(Excerpts from a pointing dataset)

--------

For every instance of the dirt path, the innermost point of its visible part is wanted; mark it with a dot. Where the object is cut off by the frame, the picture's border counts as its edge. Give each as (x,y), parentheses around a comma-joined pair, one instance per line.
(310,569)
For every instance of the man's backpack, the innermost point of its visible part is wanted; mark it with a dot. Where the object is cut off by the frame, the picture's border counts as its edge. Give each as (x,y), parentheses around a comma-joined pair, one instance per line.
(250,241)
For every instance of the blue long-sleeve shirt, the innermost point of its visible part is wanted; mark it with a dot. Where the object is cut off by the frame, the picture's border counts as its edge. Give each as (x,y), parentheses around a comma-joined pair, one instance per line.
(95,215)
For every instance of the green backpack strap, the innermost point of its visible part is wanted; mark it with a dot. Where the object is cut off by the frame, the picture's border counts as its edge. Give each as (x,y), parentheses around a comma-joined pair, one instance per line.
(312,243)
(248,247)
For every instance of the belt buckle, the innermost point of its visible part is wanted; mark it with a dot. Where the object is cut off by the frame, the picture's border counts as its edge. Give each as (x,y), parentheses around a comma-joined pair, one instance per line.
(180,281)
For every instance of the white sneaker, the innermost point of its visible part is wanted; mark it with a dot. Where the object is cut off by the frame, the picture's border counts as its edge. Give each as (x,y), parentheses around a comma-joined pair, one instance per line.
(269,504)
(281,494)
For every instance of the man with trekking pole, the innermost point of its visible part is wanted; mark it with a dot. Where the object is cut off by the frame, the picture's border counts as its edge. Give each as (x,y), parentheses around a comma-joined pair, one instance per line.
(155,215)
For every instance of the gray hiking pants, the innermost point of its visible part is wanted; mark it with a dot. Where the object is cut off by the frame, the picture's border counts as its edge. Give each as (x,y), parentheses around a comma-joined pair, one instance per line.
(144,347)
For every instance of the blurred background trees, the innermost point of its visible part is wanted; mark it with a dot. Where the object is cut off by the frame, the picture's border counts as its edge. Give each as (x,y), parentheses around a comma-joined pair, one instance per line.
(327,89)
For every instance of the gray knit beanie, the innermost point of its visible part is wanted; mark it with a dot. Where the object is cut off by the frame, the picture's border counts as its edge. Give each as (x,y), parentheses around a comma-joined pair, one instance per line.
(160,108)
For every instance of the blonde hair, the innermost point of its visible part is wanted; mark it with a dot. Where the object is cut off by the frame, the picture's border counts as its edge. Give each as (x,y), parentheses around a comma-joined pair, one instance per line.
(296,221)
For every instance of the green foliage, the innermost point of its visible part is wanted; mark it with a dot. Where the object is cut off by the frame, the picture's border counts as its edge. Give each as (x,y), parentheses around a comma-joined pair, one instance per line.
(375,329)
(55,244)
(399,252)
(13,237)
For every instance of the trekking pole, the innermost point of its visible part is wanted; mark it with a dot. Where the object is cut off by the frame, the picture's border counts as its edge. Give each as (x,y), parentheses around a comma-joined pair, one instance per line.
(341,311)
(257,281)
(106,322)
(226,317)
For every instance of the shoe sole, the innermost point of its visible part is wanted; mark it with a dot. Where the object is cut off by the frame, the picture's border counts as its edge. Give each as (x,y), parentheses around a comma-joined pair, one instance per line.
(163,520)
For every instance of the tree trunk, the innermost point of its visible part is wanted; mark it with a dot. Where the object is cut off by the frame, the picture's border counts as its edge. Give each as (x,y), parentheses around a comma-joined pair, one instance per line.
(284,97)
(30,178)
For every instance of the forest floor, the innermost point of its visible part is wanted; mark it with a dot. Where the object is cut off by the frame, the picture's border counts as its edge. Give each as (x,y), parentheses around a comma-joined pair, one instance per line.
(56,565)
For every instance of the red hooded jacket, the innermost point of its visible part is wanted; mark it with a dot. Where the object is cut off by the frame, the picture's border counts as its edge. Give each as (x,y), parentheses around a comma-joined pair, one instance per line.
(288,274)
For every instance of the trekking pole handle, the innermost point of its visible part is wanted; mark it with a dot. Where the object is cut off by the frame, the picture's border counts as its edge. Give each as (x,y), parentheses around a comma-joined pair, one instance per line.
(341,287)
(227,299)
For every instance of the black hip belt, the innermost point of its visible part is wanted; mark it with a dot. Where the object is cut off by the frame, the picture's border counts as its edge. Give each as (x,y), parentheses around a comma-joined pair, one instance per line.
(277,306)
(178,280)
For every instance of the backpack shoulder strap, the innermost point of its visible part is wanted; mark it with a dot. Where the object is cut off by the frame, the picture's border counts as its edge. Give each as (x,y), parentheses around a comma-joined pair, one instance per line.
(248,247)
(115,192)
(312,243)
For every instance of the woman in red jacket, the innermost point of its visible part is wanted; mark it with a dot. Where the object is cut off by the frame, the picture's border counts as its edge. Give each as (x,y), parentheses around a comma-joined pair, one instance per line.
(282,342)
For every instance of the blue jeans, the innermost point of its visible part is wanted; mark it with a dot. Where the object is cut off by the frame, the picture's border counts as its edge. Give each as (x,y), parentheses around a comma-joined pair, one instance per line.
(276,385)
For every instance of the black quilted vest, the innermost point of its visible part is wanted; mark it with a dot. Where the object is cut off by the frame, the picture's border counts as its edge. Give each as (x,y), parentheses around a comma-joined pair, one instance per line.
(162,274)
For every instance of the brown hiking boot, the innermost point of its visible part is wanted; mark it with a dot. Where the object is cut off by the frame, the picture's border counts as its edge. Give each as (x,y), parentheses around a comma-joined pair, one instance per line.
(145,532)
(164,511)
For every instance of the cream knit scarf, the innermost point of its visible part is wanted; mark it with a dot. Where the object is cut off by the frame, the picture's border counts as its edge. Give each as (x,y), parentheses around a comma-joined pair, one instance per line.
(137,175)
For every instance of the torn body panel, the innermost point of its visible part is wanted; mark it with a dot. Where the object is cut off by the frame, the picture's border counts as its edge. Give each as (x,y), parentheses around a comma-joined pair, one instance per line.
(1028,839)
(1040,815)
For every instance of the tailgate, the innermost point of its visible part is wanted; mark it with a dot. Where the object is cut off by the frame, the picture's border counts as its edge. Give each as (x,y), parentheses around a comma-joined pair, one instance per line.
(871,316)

--------

Stated exercise: Convert all of the data above into a two-column CSV with the headers "request" and "answer" and one row per request. Put each request's text and its answer in a single quoted field, with any line breaks replaced by spaces.

Reply:
request,answer
"For every instance of the dirt path, the innermost point of its visible part is wanted; mark it with a dot. Where the object is cut off by the frame, the picture's border counts as its edge. Give each as (x,y), parentheses around a comma-joined pair, one instance per line.","(310,569)"
"For every instance of the man's backpack, the innermost point of its visible part is wanted; mark it with a dot. Where the object is cut off by the frame, the picture's border counts as its edge. Give each as (x,y), parentheses around a comma-joined pair, one instance per line.","(250,241)"
"For every instance of the blue long-sleeve shirt, the innermost point of its visible part is wanted; mark it with a dot. Where the object is cut off by the frame, the picture's border counts as its edge. Give each as (x,y), parentheses around a comma-joined pair, one instance per line.","(95,215)"
"For every instance of the green backpack strap, the innermost point of its visible part is wanted; mark it with a dot. Where the object is cut off by the frame, the picture's border counts as its edge. Give each as (x,y), parentheses around a comma-joined pair, one instance per line.","(312,243) (248,247)"
"For every instance of the belt buckle, the innermost point of its visible part is wanted; mark it with a dot. Where the object is cut off by the frame, the picture's border counts as its edge. Give each as (x,y), parentheses around a comma-joined pair, one instance per line.","(180,281)"
"For every instance of the white sneaker, the innermost point of its visible part is wanted; mark it with a dot. Where the object is cut off by the frame, the picture's border counts as its edge. Give each as (x,y), parentheses around a comma-joined pair, one instance per line.","(269,504) (281,494)"
"For every instance of the man with trekking pole, the innermost point of its visible part is wanted; mark it with a dot. Where the object is cut off by the frame, the picture's border counts as its edge. Give each as (x,y), parentheses around a comma-joined pair, one instance per line.","(155,215)"
"For every instance of the gray hiking pants, the innermost point of its visible part is wanted; mark it with a dot. Where the object is cut off by the frame, the picture's border counts as its edge. Give each as (x,y), parentheses around a comma-joined pair, one instance per line.","(144,347)"
"For every instance of the blurred background trees, the innermost point of its visible part is wanted; mark it with a dot. Where the object is cut off by the frame, the picture's border counts as its edge. Give each as (x,y), parentheses around a comma-joined pair, one instance per line.","(327,89)"
"For every instance of the gray knit beanie, the innermost point of its visible part is wanted; mark it with a dot. Where the object is cut off by the frame, the picture's border counts as its edge. Give each as (x,y), parentheses around a comma-joined pair, one instance per line.","(160,108)"
"For every instance of the blonde hair, the innermost point of its visible part is wanted; mark it with a dot. Where the object is cut off by the frame, the picture's border counts as its edge. Give each as (x,y), parentheses around a comma-joined pair, one instance per line.","(296,221)"
"For every instance of the green foliage, the innermost point of its visible part is wanted; mark it with a dot. Where the object is cut off by the frame, the picture's border counts as its edge. Give each as (x,y), parentheses around a comma-joined pair, one instance per line.","(375,329) (55,244) (399,252) (13,237)"
"For every instance of the trekking pole, the innermost point of its visible part is wanted; mark it with a dot. Where the object is cut off by the frame, the picture's border counts as its edge. Give each as (x,y), parentheses around a comma-joined pair, one instance per line.","(341,311) (257,281) (106,322) (226,317)"
"For every instance of the shoe sole, the innermost point of its visible part is wanted; mark it with a dot. Where the object is cut off by the frame, the picture's border counts as its edge. Give each as (x,y), parentheses around a comma-joined pair, one instance per line.","(163,520)"
"For every instance of the tree trunk, the innermost point of its visible part is wanted; mark it with a dot. Where the object is cut off by the frame, the picture's border counts as its edge. Give each as (x,y), parentheses around a comma-joined pair, one instance per line.","(284,97) (30,178)"
"For every instance of the forest floor, the innermost point of its visible part is wanted; mark it with a dot. Where the object is cut off by the frame, the picture's border counts as its edge. Give each as (x,y), parentheses around a comma-joined pair, one instance per line.","(56,565)"
"For every instance of the red hooded jacket, the innermost point of its visible part is wanted; mark it with a dot. Where the object is cut off by the frame, the picture's border counts as its edge. Give each as (x,y), parentheses around a comma-joined pair, one instance per line.","(288,274)"
"For every instance of the trekking pole handle, the innermost point of its visible part is wanted; mark it with a dot. Where the object is cut off by the frame, the picture's border counts as its edge. Give each as (x,y), parentheses around a comma-joined pair, one instance per line.","(341,287) (227,299)"
"For every instance of the black hip belt, the innermost point of its visible part is wanted; mark it with a dot. Where the object is cut off by the frame, the picture's border counts as its edge. Give each as (x,y), parentheses around a comma-joined pair, one instance per line.","(277,306) (178,280)"
"For every instance of the backpack shoulder strap, the innermost point of its visible part is wanted; mark it with a dot. Where the object is cut off by the frame, the picture's border counts as its edge. Give each as (x,y), parentheses around a comma-joined pair, one instance per line.","(248,247) (115,192) (312,243)"
"For every instance of the woman in red jacket, the innermost point of its visible part is wanted; mark it with a dot. Where the object is cut off by the frame, the picture's border counts as its edge. Give each as (x,y), parentheses around a comma-joined pair, one instance per line.","(282,342)"
"For every instance of the blue jeans, the innermost point of its visible part is wanted; mark it with a dot. Where the object is cut off by the frame, the picture's border counts as its edge. Give each as (x,y), parentheses around a comma-joined pair, one instance per line.","(276,385)"
"For every instance of the black quilted vest, the innermost point of its visible part is wanted; mark it with a dot. Where the object is cut off by the frame, the picture's border counts as its edge. Give each as (x,y), parentheses around a comma-joined pair, one instance per line.","(162,274)"
"For every instance of the brown hiking boot, the innermost point of its visible part is wanted; mark it with a dot. Where the object is cut off by the frame, the picture's border counts as its edge. Give each as (x,y), parentheses around a comma-joined pair, one instance per line.","(145,532) (164,511)"
"For every instance of the cream knit scarf, the innermost point of its visible part is wanted; mark it with a dot. Where the object is cut off by the frame, the picture's border counts as its edge. Give each as (x,y), parentheses around a comma-joined pair, one instance per line.","(137,175)"
"For every instance of the torn body panel, the innermost point of its visible part is wanted; mark it with a dot. Where the object is cut off by the frame, the picture's border counts as its edge. Give each as (x,y), parentheses around a comma-joined pair, one instance per line.","(1028,839) (1040,815)"
"For every instance of the tailgate, the innermost point of its visible part is wanted; mark it with a dot. Where the object is cut off by the frame, the picture's border counts as its edge. Give each as (x,y), parentheses around a comma-joined pair, one instance per line.","(871,316)"